*Input:*
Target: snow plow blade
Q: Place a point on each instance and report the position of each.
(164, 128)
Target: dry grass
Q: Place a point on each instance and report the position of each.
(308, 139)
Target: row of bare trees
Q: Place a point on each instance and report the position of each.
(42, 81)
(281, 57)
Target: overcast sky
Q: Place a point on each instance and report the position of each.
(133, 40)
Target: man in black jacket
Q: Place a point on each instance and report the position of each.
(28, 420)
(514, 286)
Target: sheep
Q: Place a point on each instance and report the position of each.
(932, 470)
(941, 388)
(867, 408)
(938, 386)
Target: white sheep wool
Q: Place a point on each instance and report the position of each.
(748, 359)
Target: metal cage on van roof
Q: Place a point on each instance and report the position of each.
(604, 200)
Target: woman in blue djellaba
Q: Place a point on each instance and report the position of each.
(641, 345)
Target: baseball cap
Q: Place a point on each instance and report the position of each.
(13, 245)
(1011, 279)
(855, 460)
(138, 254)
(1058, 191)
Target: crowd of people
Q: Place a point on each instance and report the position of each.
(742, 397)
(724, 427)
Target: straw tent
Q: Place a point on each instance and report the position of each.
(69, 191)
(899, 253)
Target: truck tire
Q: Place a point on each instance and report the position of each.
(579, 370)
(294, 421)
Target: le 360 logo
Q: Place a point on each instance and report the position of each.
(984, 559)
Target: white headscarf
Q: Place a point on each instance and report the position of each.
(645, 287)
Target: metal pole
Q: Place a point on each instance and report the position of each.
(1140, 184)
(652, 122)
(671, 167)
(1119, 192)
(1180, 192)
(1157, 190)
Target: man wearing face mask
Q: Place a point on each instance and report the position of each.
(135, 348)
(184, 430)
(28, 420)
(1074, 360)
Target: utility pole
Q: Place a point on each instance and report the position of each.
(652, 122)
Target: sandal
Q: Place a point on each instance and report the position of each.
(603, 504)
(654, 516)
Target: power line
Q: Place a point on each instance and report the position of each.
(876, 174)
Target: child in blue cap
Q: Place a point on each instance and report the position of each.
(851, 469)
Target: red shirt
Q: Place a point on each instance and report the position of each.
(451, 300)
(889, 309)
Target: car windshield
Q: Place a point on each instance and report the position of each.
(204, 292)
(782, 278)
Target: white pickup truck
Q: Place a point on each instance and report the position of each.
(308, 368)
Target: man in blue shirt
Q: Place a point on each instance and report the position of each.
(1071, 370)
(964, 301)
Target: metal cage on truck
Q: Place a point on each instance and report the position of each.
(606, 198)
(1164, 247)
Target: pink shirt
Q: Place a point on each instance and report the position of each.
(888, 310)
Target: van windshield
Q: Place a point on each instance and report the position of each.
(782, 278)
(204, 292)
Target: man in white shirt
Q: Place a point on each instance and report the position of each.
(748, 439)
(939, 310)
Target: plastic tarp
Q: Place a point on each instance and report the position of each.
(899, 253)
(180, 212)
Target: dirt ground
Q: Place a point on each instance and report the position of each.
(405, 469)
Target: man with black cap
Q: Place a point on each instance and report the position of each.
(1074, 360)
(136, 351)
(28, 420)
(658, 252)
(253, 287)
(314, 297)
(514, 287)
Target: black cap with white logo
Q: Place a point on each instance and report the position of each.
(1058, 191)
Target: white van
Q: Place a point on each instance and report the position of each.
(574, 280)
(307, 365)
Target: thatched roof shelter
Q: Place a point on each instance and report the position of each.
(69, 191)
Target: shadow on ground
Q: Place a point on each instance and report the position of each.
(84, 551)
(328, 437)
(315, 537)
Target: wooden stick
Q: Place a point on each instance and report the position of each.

*Work instructions:* Extract from the records above the lines from the one containing "Target: man with black cap" to the one containing "Target: black cap with white logo", both lines included, exactly as they appear and with nothing else.

*Answer below:*
Target: man with black cap
Q: Place a point on each instance and report the position of each.
(1074, 360)
(136, 351)
(28, 420)
(658, 252)
(253, 287)
(314, 297)
(514, 287)
Target: black cap with white logo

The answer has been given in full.